_Task_
From the line containing "Each instance of the white building" down to the last line of the records below, copy every line exactly. Leave out everything before it.

_Excerpted records_
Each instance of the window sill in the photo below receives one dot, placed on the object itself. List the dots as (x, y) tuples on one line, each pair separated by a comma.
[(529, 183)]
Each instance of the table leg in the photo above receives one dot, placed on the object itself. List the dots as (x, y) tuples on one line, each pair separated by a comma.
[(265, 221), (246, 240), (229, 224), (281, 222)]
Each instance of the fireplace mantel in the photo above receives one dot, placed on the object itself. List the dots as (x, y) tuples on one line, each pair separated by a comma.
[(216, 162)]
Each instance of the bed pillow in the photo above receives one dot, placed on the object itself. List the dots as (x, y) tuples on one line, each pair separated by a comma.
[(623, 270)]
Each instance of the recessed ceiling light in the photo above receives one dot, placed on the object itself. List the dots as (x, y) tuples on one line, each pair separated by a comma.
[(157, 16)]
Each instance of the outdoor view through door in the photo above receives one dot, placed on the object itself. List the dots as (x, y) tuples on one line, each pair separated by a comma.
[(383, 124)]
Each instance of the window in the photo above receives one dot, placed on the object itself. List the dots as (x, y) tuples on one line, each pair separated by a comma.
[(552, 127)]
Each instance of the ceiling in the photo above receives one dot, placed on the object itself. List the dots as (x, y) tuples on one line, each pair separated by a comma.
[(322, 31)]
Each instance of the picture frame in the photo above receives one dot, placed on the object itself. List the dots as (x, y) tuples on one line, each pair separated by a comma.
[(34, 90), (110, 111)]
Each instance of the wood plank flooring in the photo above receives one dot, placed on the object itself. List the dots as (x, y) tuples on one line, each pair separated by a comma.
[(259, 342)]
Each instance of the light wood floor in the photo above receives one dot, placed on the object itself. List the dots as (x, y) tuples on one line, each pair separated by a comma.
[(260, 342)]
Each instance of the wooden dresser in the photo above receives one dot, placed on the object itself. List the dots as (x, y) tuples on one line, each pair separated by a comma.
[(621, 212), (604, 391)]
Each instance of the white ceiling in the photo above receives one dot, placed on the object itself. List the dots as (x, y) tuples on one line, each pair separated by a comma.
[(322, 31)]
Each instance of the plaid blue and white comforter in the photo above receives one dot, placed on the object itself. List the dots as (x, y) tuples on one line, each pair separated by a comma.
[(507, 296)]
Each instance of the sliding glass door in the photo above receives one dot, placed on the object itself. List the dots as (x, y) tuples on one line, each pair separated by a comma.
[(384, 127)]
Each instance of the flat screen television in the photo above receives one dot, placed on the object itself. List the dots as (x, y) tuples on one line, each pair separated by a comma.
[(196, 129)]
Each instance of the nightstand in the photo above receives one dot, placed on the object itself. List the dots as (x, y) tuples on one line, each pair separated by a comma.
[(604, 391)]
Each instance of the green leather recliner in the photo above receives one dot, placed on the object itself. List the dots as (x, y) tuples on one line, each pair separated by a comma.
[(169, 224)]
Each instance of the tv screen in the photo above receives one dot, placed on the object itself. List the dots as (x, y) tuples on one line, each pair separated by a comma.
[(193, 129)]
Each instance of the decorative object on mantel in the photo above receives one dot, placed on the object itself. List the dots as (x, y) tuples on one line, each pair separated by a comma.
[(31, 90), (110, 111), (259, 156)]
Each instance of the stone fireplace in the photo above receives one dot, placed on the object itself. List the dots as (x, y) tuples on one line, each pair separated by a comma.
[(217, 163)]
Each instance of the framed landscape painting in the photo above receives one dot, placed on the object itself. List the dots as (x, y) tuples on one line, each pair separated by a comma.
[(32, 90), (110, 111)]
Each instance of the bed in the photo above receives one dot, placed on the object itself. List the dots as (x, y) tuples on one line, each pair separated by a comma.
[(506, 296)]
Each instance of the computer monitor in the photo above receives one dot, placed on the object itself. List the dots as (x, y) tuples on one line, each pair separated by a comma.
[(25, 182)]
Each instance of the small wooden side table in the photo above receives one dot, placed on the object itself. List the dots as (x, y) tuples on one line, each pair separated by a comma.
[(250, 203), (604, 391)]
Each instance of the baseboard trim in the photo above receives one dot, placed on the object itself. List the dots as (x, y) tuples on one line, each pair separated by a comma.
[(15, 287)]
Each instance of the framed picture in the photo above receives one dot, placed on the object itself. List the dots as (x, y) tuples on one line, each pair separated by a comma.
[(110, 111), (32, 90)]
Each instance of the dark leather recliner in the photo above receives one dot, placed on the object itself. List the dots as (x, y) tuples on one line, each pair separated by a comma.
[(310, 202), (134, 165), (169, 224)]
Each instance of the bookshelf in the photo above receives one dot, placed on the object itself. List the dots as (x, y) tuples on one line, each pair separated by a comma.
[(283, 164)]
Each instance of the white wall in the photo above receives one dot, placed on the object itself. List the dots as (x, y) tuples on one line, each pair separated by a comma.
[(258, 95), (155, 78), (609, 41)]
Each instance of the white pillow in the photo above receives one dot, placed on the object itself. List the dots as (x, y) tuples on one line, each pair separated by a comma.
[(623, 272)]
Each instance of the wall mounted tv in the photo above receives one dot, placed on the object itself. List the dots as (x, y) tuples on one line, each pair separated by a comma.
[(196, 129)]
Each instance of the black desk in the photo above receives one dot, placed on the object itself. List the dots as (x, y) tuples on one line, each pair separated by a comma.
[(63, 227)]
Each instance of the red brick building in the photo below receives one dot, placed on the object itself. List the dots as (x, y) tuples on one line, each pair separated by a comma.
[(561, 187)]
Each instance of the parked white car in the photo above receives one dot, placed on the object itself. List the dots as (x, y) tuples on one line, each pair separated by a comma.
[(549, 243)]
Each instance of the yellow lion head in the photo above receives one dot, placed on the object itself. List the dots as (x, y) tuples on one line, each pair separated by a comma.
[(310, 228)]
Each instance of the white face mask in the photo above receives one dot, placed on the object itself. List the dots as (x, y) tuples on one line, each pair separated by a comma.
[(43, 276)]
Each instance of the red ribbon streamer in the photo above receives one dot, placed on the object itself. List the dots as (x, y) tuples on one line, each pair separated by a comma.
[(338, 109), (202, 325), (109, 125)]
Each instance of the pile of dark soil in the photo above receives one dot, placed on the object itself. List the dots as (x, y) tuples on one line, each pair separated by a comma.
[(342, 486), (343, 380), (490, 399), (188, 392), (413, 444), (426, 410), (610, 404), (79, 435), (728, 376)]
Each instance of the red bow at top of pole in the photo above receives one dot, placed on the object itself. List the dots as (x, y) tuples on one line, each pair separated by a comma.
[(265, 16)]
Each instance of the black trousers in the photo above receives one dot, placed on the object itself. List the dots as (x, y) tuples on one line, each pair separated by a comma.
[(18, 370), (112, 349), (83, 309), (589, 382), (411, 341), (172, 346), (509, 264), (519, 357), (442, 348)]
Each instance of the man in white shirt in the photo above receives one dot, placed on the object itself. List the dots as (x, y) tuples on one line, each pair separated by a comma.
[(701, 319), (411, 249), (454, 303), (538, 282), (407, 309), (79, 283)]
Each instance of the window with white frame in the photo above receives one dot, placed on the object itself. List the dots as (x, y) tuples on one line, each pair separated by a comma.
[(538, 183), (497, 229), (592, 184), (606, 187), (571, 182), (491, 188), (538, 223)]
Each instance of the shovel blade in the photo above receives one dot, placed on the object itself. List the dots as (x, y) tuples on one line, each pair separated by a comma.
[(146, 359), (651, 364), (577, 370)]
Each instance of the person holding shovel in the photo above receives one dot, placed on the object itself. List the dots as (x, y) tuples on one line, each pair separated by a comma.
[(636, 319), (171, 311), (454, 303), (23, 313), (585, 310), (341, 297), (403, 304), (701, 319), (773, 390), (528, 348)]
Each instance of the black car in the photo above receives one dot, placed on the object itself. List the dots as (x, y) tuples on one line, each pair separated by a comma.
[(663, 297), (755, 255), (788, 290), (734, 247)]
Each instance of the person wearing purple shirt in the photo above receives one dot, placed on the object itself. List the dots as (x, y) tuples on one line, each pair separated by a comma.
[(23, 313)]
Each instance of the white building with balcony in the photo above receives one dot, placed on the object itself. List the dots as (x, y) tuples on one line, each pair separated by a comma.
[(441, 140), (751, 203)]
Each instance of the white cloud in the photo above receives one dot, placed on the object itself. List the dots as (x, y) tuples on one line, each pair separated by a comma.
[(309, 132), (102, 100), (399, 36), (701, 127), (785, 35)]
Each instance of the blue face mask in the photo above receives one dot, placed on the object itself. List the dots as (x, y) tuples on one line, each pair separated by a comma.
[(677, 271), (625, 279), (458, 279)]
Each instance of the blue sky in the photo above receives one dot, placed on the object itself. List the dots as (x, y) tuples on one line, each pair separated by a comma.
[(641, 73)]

_Your solution_
Each instance of the white building with balcony in the photo above receives one dot, placed on the object itself. List the dots as (x, y) tuples on one line, each pair separated by a comma.
[(441, 140), (751, 203)]
Each instance of the white cloud in the photo above receives one dot, placed on the object itself. List the dots as (x, y) tuples on one line, each pair separated by a comma.
[(309, 132), (102, 100), (399, 36), (701, 127), (785, 35)]
Each instance of the blue face mask in the photo above receives one dot, placed on the object itself. List the dots as (x, y) tuples on one line, each pair separated by a comma.
[(677, 271), (625, 279), (458, 279)]
Each instance of the blue sky in the photo above receives one dot, placed on the object itself. List the dots as (x, y) tuples on one line, each pair separated by a comma.
[(641, 73)]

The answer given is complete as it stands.